[Fragmento de página]
....

Cuando el director Peter Jackson descubre un escondrijo repleto de antiguas películas de nitrato en el cobertizo de una vecina. Inmediatamente se da cuenta de que tiene ante sí «la más extraordinaria colección de películas que jamás ha existido». Así comienza Forgotten Silver, esta pérfidamente divertida y aún así del todo creíble película que pone al descubierto la vida de Colin McKenzie, pionero del cine de la Nueva Zelanda de principios del Siglo XX que inventó las cámaras de cine, la película en color, el sonido sincronizado, el travelling y otras importantes técnicas cinematográficas antes que D.W. Griffith y los hermanos Lumiere. Su epopeya bíblica ‘Salomón’, para la que recreó la antigua Jerusalén en la jungla de Nueva Zelanda, es al fin reconocida como una obra maestra del cine en este «cautivador e hilarante paseo directo al corazón del amor por el cine».

....

[Qué harás]
a) Reescribe como lista el párrafo del fragmento que empieza con «Cuando el director Peter Jackson» y conserva sus datos principales.
b) Prosigue el fragmento sobre la película Forgotten Silver a partir de su última oración.
Las filas son material aparte, sin relación con el fragmento.

[Filas aportadas]
....

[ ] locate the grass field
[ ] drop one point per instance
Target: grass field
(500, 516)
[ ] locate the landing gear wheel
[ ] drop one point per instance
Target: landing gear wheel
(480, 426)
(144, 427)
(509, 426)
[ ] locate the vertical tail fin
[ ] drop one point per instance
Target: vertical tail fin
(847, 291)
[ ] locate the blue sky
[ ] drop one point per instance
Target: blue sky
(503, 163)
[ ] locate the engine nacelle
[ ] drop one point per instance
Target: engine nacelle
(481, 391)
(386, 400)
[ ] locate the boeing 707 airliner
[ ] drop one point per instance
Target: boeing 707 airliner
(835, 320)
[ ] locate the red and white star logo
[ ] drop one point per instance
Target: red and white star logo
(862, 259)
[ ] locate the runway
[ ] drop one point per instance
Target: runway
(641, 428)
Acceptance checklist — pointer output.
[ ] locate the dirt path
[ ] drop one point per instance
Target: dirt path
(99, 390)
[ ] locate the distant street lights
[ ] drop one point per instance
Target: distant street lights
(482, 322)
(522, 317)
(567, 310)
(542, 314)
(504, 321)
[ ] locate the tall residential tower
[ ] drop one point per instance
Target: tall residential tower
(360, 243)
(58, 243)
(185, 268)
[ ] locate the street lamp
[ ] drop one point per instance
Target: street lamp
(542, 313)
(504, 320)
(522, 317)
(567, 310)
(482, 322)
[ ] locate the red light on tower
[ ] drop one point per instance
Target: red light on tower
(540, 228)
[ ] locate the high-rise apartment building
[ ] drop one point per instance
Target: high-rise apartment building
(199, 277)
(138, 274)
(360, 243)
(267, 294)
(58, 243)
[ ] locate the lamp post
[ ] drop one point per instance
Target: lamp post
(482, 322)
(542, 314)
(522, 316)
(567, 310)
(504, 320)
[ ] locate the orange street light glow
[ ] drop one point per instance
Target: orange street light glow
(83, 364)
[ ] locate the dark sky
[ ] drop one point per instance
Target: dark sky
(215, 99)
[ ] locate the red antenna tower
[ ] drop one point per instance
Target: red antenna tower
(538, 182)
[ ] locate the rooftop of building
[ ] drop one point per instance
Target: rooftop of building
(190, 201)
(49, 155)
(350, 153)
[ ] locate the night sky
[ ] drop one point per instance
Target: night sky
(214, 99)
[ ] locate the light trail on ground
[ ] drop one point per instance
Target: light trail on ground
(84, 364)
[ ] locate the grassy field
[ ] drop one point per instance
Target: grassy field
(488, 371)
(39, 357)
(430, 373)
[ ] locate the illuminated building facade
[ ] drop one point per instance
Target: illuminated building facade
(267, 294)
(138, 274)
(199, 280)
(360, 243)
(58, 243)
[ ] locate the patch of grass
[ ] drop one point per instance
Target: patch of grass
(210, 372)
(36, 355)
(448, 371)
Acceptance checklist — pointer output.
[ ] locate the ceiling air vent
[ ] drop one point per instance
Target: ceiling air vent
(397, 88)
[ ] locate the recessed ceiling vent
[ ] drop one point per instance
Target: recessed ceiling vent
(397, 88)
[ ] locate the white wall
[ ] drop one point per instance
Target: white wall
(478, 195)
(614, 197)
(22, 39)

....

[Respuestas finales]
a)
- Peter Jackson descubre en el cobertizo de una vecina un escondrijo de antiguas películas de nitrato. Lo considera «la más extraordinaria colección de películas que jamás ha existido».
- Así comienza Forgotten Silver, una película divertida y creíble sobre la vida de Colin McKenzie.
- McKenzie fue un pionero del cine en la Nueva Zelanda de principios del siglo XX.
- Inventó las cámaras de cine, la película en color, el sonido sincronizado, el travelling y otras técnicas cinematográficas antes que D.W. Griffith y los hermanos Lumiere.
- Recreó la antigua Jerusalén en la jungla de Nueva Zelanda para su epopeya bíblica 'Salomón'. Esa obra es al fin reconocida como una obra maestra del cine.

b)
  • IMDb Rating: 7,6
  • RottenTomatoes: 100%

Película / Subtítulo (Calidad 720p)

 

En La invención de Hugo Cabret de Brian Selznick, uno de las mejores libros de (o sobre) cine de los últimos años, el protagonista descubre que el malhumorado anciano que regenta la juguetería de la estación parisina en la que vive dirigía hace tiempo fascinantes películas ahora olvidadas sobre magos que hacían desaparecer damas, hombres bigotudos con cabezas gigantes y viajes a la luna. Su nombre es George Mélies. En Forgotten Silver, Peter Jackson también se topa por casualidad con un pionero del cine cuyos prematuros inventos y excepcional obra habían quedado hasta ese momento, en 1995, enterrados. Colin McKenzie es el nombre de ese cineasta neozelandés cuya azarosa vida, fascinante legado y trágica muerte y olvido van desenterrando los directores en el transcurso de este falso documental con el que rindieron homenaje al cinematógrafo en su centenario.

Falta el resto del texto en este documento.